BEGIN Data supplied

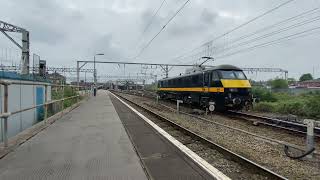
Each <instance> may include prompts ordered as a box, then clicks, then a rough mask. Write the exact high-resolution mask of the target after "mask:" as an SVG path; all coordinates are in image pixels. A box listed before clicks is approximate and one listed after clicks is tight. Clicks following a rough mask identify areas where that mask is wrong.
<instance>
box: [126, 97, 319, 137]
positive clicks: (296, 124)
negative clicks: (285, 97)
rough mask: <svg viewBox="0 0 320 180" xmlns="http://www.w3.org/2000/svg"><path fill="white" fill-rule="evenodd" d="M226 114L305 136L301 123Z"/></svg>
mask: <svg viewBox="0 0 320 180" xmlns="http://www.w3.org/2000/svg"><path fill="white" fill-rule="evenodd" d="M128 94H131V93H128ZM143 94H144V95H146V94H148V93H143ZM133 95H136V94H133ZM144 97H148V96H144ZM149 98H154V97H151V96H150V97H149ZM227 112H228V113H230V114H232V115H234V116H238V117H237V118H242V119H245V118H244V117H247V118H253V119H257V121H254V122H256V123H258V124H262V125H265V126H270V127H273V128H278V129H283V130H286V131H291V132H294V133H298V134H304V135H306V134H307V126H306V125H304V124H301V123H295V122H290V121H285V120H280V119H275V118H270V117H265V116H258V115H253V114H249V113H244V112H239V111H227ZM230 114H226V113H222V114H221V115H223V116H228V117H231V115H230ZM241 116H244V117H241ZM245 120H249V119H245ZM250 121H253V120H250ZM314 132H315V136H316V137H317V138H320V128H319V127H315V129H314Z"/></svg>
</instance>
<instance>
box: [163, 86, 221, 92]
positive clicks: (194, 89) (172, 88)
mask: <svg viewBox="0 0 320 180" xmlns="http://www.w3.org/2000/svg"><path fill="white" fill-rule="evenodd" d="M158 90H159V91H178V92H183V91H188V92H224V88H222V87H218V88H217V87H210V88H202V87H190V88H158Z"/></svg>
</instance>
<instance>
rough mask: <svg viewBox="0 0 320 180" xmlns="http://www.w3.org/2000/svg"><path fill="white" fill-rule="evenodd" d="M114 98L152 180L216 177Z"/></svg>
mask: <svg viewBox="0 0 320 180" xmlns="http://www.w3.org/2000/svg"><path fill="white" fill-rule="evenodd" d="M110 98H111V100H112V102H113V104H114V107H115V109H116V111H117V112H118V115H119V117H120V119H121V121H122V122H123V124H124V127H125V128H126V130H127V132H128V134H129V136H130V138H131V140H132V143H133V144H134V146H135V148H136V149H137V152H138V154H139V156H140V158H141V160H142V162H143V164H144V166H145V168H146V169H147V172H148V174H149V176H150V177H151V178H152V179H156V180H171V179H172V180H179V179H180V180H198V179H212V176H210V175H208V174H207V173H206V172H205V171H204V170H203V169H201V168H200V167H199V166H198V165H197V164H196V163H195V162H194V161H192V160H191V159H189V158H188V157H186V156H185V155H184V154H183V152H181V151H180V150H179V149H178V148H176V146H174V145H173V144H172V143H170V142H169V141H168V140H167V139H166V138H165V137H163V136H162V135H160V134H159V133H158V132H157V131H156V130H155V129H153V128H152V127H151V126H150V125H149V124H147V123H146V122H145V121H144V120H143V119H141V118H140V117H139V116H138V115H137V114H135V113H134V112H133V111H131V110H130V109H129V108H128V107H127V106H125V105H124V104H122V103H121V102H120V101H119V100H118V99H116V98H115V97H113V96H112V95H110Z"/></svg>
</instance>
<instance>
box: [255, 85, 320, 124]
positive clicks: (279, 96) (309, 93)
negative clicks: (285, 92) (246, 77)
mask: <svg viewBox="0 0 320 180" xmlns="http://www.w3.org/2000/svg"><path fill="white" fill-rule="evenodd" d="M252 92H253V94H254V96H256V97H258V98H260V102H259V103H257V104H255V105H254V108H253V110H254V111H258V112H271V113H280V114H293V115H297V116H301V117H305V118H313V119H320V92H311V93H305V94H300V95H292V94H288V93H272V92H270V91H269V90H267V89H264V88H253V89H252Z"/></svg>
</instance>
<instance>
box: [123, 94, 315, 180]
mask: <svg viewBox="0 0 320 180" xmlns="http://www.w3.org/2000/svg"><path fill="white" fill-rule="evenodd" d="M124 96H125V97H126V98H129V99H130V100H133V101H134V102H137V103H139V104H140V105H142V106H144V107H146V108H149V109H151V110H153V111H157V112H158V113H159V114H161V115H162V116H164V117H166V118H168V119H170V120H172V121H175V122H177V123H178V124H180V125H182V126H183V127H186V128H188V129H190V130H192V131H193V132H196V133H198V134H200V135H202V136H204V137H206V138H208V139H209V140H212V141H213V142H215V143H217V144H219V145H221V146H223V147H225V148H228V149H230V150H231V151H233V152H235V153H238V154H240V155H242V156H244V157H246V158H248V159H250V160H252V161H254V162H256V163H258V164H260V165H263V166H265V167H267V168H268V169H270V170H272V171H274V172H277V173H279V174H281V175H283V176H285V177H288V178H289V179H320V160H319V159H318V158H314V159H311V160H306V159H304V160H293V159H290V158H288V157H287V156H286V155H285V153H284V150H283V146H281V145H279V144H276V143H272V142H268V141H265V140H262V139H260V138H256V137H253V136H250V135H247V134H244V133H239V132H238V131H234V130H231V129H228V128H225V127H222V126H217V125H215V124H213V123H209V122H204V121H201V120H199V119H197V118H193V117H190V116H187V115H183V114H176V113H173V112H170V111H169V110H166V109H165V108H164V107H160V106H159V105H158V104H156V103H155V102H154V101H152V100H150V99H145V98H141V97H137V96H132V95H124ZM206 118H209V119H210V120H212V121H216V122H220V123H224V124H227V125H230V126H232V127H237V128H241V129H244V130H247V131H249V132H252V133H256V134H259V135H263V136H267V137H269V138H274V139H278V140H282V141H286V142H289V143H292V144H298V145H303V144H304V138H302V137H295V135H293V134H291V135H290V134H288V133H284V132H281V131H279V132H278V131H274V129H271V128H261V127H255V126H252V125H248V123H247V124H246V123H244V122H241V121H238V120H232V119H228V118H223V117H221V116H217V115H213V116H206ZM317 148H318V149H319V144H317Z"/></svg>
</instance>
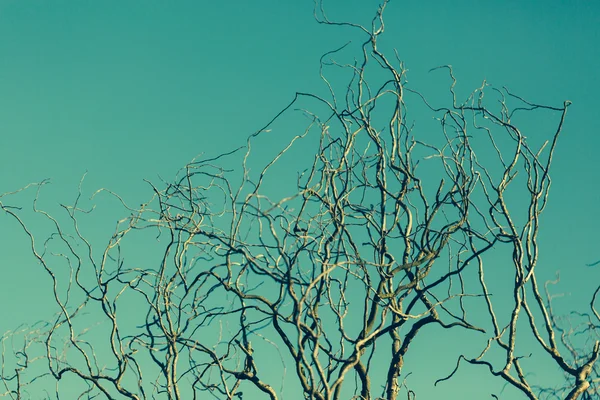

END Data supplied

*To do*. Only the lines from the beginning of the records through the line bearing "box: [163, 86, 221, 92]" belong in the answer, copied word for word with pictures left out.

*Written response*.
Each <instance> may include prompts ordered as a box, then clicks, then a rough mask. Write the exact high-resolution mask of the target after "mask:" as an SVG path; all coordinates are in image pixels. A box listed before clicks is approximate and one listed after clicks is tight. Clicks following a rough mask identify areas where that mask is wrong.
<instance>
box: [126, 97, 319, 137]
positive clicks: (296, 124)
negative clicks: (285, 97)
rough mask: <svg viewBox="0 0 320 180" xmlns="http://www.w3.org/2000/svg"><path fill="white" fill-rule="evenodd" d="M226 114L305 136L301 123Z"/></svg>
mask: <svg viewBox="0 0 320 180" xmlns="http://www.w3.org/2000/svg"><path fill="white" fill-rule="evenodd" d="M128 94H131V93H128ZM143 94H144V95H146V94H148V93H143ZM133 95H136V94H133ZM144 97H148V96H144ZM149 98H154V97H151V96H150V97H149ZM227 112H228V113H230V114H232V115H234V116H238V117H237V118H242V119H245V118H244V117H247V118H253V119H257V121H254V122H256V123H258V124H262V125H265V126H270V127H273V128H278V129H283V130H286V131H291V132H294V133H298V134H304V135H306V134H307V126H306V125H304V124H301V123H295V122H290V121H285V120H280V119H275V118H270V117H265V116H258V115H253V114H249V113H244V112H239V111H227ZM230 114H226V113H222V114H221V115H223V116H228V117H231V115H230ZM241 116H244V117H241ZM245 120H249V119H245ZM250 121H253V120H250ZM314 132H315V136H316V137H317V138H320V128H319V127H315V129H314Z"/></svg>
</instance>
<instance>
box: [163, 86, 221, 92]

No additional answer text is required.